** Written problem A **
Return each line of the records that contains the word "jersey".

** Article **
BEGIN

A demurrer tests the pleadings alone and not the evidence or other extrinsic matters. Therefore, it lies only where the defects appear on the face of the pleading or are judicially noticed (Code Civ. Proc., §§ 430.30, 430.70). The only issue involved in a demurrer hearing is whether the complaint, as it stands, unconnected with extraneous matters, states a cause of action (Griffith v. Department of Public Works (1956) 141 Cal.App.2d 376, 381 [296 P.2d 838]).

The question presented by real parties’ demurrer in this case is whether crop dusting is an ultrahazardous activity. Although several early decisions from California Courts of Appeal have discussed liability for crop dusting in terms of negligence or nuisance (see Miles v. A. Arena & Co. (1937) 23 Cal.App.2d 680 [73 P.2d 1260]; Parks v. Atwood Crop Dusters, Inc. (1953) 118 Cal.App.2d 368 [257 P.2d 653]), no California court has ever squarely addressed the issue of whether crop dusting is abnormally dangerous and therefore subject to strict liability. More recently, several agricultural jurisdictions have confronted the issue and held crop dusting to be ultrahazardous. (See, e.g., Loe v. Lenhardt (1961) 227 Ore. 242 [362 P.2d 312]; Langan v. Valicopter, Inc. (1977) 88 Wn.2d 855 [567 P.2d 218]; see also Comment, Crop Dusting: Two Theories of Liability? (1968) 19 Hastings L.J. 476; Note, Crop Dusting: Legal Problems in a New Industry (1953) 6 Stan.L.Rev. 69 (suggesting crop dusting is a proper subject for strict liability).)

END

** Written problem B **
Return verbatim the portion of the crop dusting passage above that begins with the words "A demurrer tests" and ends with "[296 P.2d 838]).".

** Box-labeled dataset extracts **
BEGIN

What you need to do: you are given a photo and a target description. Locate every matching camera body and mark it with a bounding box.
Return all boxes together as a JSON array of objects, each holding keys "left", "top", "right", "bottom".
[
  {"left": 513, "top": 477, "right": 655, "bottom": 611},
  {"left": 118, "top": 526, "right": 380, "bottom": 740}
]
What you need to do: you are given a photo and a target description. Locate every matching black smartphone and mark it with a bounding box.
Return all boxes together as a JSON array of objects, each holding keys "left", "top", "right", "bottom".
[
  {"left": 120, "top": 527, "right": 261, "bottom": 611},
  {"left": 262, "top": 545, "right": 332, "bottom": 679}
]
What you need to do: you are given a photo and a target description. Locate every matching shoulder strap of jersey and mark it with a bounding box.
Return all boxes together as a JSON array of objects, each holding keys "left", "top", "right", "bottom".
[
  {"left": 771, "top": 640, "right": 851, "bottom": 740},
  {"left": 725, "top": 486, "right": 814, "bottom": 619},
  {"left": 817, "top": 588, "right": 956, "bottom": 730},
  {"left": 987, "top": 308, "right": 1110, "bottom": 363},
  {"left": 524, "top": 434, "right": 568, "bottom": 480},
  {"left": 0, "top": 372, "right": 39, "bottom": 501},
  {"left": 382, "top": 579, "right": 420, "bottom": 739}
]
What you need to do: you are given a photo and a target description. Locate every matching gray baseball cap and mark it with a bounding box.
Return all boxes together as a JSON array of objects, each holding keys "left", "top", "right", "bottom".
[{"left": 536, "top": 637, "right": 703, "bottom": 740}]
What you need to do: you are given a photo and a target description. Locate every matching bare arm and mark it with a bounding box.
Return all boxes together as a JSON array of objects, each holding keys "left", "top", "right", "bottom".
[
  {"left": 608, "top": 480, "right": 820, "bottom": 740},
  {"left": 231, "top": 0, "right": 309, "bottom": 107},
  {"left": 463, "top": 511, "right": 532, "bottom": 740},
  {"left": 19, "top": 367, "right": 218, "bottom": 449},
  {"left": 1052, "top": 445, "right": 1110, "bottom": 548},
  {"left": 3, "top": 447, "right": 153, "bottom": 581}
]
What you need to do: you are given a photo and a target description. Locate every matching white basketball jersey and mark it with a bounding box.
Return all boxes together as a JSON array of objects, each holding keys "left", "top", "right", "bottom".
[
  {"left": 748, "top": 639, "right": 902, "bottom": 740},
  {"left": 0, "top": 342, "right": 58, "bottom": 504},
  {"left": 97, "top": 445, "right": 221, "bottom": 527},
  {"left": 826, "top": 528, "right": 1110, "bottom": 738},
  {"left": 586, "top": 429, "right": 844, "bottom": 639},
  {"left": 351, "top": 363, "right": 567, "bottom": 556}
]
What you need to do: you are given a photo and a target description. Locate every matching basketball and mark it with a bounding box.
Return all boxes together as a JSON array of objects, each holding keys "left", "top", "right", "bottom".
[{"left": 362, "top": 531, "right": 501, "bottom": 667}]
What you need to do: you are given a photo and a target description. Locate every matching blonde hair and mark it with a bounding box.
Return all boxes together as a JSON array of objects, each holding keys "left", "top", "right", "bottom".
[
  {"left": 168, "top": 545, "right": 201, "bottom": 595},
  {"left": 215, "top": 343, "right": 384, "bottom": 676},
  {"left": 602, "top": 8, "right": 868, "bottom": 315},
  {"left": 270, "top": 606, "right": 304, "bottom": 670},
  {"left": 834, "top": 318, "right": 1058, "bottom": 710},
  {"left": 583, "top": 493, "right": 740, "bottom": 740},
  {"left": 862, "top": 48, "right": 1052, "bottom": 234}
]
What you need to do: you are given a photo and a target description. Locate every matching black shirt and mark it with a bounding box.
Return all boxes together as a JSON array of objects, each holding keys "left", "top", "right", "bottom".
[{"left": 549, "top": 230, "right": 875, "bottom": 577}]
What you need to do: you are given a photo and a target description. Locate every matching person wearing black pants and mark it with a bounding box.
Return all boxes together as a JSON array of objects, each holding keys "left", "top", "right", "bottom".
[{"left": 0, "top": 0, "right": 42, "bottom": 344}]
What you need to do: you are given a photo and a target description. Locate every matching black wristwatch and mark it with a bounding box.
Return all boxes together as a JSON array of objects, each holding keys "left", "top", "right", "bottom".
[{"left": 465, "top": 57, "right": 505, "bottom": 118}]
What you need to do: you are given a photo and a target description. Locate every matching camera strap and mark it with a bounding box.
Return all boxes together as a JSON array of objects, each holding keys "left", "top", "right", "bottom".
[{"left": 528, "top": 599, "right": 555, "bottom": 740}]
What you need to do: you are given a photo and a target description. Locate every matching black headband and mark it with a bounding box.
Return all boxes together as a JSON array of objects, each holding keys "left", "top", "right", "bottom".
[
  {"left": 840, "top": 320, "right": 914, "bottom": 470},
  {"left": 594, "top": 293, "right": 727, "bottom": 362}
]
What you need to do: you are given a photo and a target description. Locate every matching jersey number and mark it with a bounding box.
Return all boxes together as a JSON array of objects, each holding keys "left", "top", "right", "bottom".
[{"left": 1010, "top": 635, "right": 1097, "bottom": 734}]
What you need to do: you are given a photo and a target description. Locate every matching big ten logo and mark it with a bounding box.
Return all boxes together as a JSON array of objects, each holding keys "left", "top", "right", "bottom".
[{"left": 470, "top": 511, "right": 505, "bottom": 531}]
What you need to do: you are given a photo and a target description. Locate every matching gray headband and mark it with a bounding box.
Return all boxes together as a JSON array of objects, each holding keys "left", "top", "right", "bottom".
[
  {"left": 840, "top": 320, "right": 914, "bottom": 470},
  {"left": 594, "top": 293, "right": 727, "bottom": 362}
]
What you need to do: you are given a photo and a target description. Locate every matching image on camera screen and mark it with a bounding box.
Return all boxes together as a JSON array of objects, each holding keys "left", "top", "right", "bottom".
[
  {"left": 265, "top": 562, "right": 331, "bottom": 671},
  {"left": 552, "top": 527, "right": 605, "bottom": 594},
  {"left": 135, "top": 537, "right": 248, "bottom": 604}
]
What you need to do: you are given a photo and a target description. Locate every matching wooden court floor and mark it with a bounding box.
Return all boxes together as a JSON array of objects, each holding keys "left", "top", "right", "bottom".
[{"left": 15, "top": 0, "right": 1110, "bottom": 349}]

END

** Output A **
What you need to do: you are given a photo and a target description. Locate every matching shoulder strap of jersey and mark it with a bounding box.
What you need to do: you are given a photo and a target description. Locate every matching white basketball jersey and mark it with a bounding box.
What you need to do: you are given a photo and a target description. Locate every matching jersey number and mark it with a bounding box.

** Output B **
A demurrer tests the pleadings alone and not the evidence or other extrinsic matters. Therefore, it lies only where the defects appear on the face of the pleading or are judicially noticed (Code Civ. Proc., §§ 430.30, 430.70). The only issue involved in a demurrer hearing is whether the complaint, as it stands, unconnected with extraneous matters, states a cause of action (Griffith v. Department of Public Works (1956) 141 Cal.App.2d 376, 381 [296 P.2d 838]).